# To-do list
[1] Using the article on nationalizing Western businesses, decide whether each statement agrees with it: (a) Medvedev is the vice chairman of Putin's security council; (b) Potanin welcomed the idea of nationalization; (c) McDonald's and Ikea have closed hundreds of stores and factories. For each, answer yes or no and quote the words from the article that settle it.
[2] Pick up the article on nationalizing Western businesses after its last sentence and keep writing.

# Document extract
Facing economic calamity, Putin talks of nationalizing Western businesses.


Of particular concern are Western companies that once symbolized post-Soviet Russia’s integration into the world economy, like McDonald’s and Ikea, that have now shuttered hundreds of stores and factories. Mr. Putin told officials in the televised meeting that the assets of such companies should be put under “external management” and then transferred “to those who want to work.”

Dmitri A. Medvedev, the vice chairman of Mr. Putin’s security council, said the Kremlin could respond to Western companies leaving the Russian market with the seizure of their assets “and their possible nationalization.”

The prospect of the Kremlin seizing private assets rattled Russia’s business community. Vladimir Potanin, a metals magnate who is one of Russia’s richest men, released a statement warning that such nationalization would “bring us back 100 years, to 1917” — the year of the Russian Revolution, when the Bolsheviks forcibly took over private enterprises.

# Supplied information
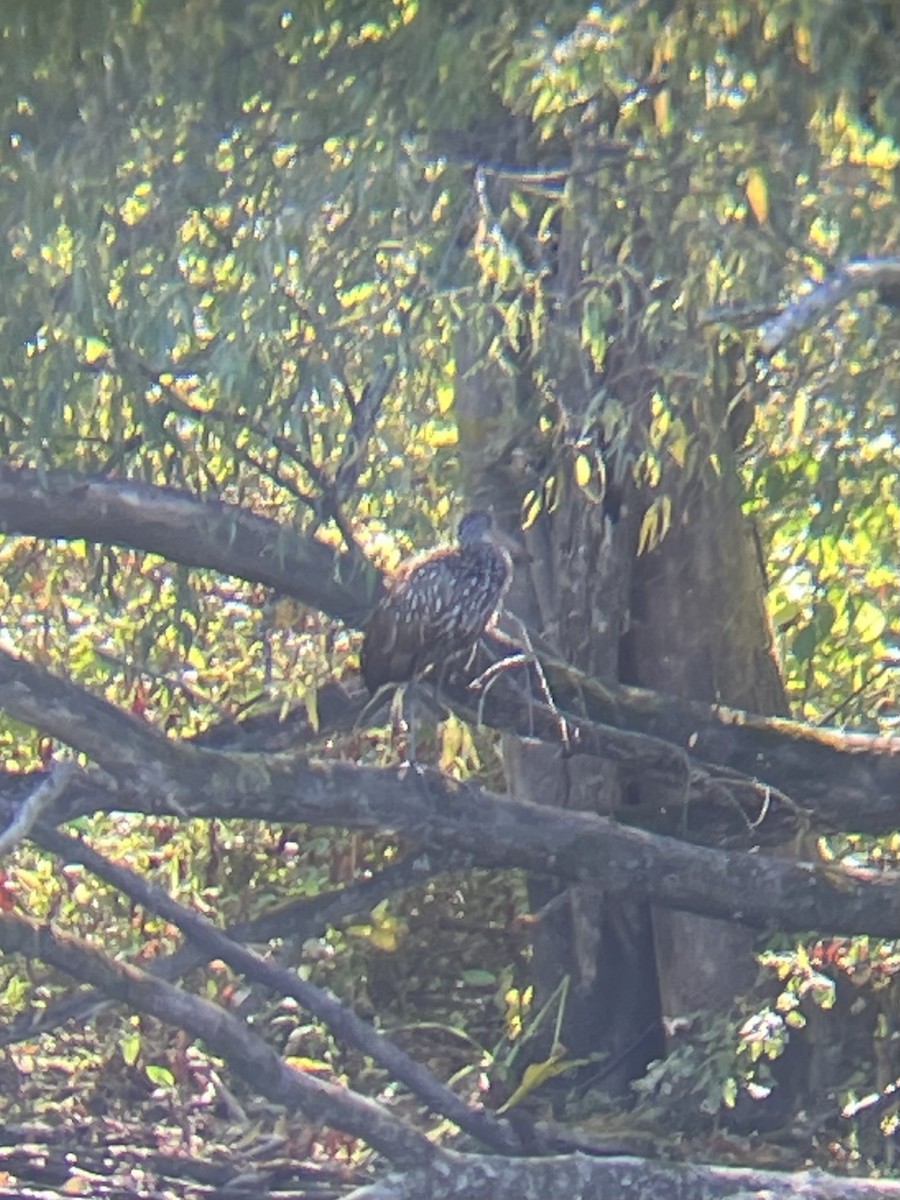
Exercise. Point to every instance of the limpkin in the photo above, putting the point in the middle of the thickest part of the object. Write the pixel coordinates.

--

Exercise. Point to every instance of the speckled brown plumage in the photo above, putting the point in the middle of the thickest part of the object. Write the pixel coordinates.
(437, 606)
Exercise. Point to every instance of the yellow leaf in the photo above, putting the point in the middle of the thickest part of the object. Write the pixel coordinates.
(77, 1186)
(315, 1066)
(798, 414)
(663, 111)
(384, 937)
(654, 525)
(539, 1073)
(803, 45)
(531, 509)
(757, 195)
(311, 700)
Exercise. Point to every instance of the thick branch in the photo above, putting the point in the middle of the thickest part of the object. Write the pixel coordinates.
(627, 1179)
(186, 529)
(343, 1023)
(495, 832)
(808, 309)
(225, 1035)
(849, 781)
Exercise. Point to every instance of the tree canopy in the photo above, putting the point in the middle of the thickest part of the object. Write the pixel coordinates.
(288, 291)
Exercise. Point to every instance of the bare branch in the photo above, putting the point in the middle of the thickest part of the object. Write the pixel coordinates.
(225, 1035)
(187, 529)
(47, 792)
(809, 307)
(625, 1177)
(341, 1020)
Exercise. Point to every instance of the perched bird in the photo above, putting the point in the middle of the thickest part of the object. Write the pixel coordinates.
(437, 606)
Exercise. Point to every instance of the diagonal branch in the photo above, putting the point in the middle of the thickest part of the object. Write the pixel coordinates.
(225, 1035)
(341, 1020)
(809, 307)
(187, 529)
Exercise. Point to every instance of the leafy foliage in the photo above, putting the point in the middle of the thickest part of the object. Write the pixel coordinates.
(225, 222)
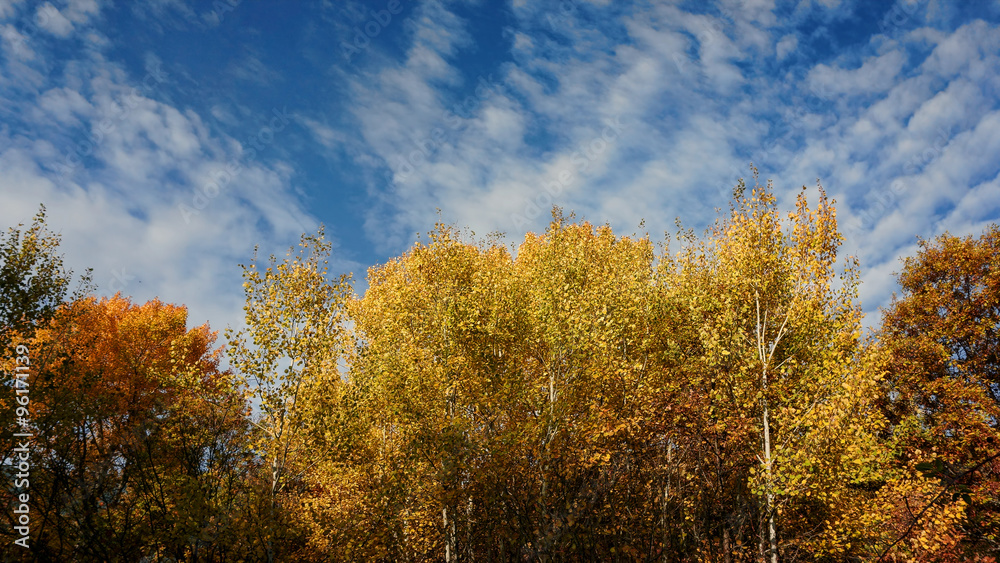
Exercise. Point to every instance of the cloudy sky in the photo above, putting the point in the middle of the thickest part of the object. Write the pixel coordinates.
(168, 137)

# The results
[1]
(a) Yes: "the vice chairman of Mr. Putin’s security council"
(b) No: "released a statement warning that such nationalization would “bring us back 100 years, to 1917”"
(c) Yes: "have now shuttered hundreds of stores and factories"

[2]
Russian oligarchs are facing their own threat to their assets. On Thursday, the British government placed new sanctions on seven prominent Russian businessmen, including Roman Abramovich, the owner of the Chelsea football club, and Oleg V. Deripaska, a powerful metals magnate.

Not all Russians are affected equally by the economic dislocation.

Those employed by the sprawling public sector and state-owned companies — who make up much of Mr. Putin’s political base — are relatively insulated, with their jobs likely to be secure. By contrast, middle-class Russians whose jobs and lives are tied closely to the world economy, and who are already more likely than the average Russian to oppose Mr. Putin, are under greater threat.

The risk for the West, some warned, is that the crushing sanctions could spark a backlash.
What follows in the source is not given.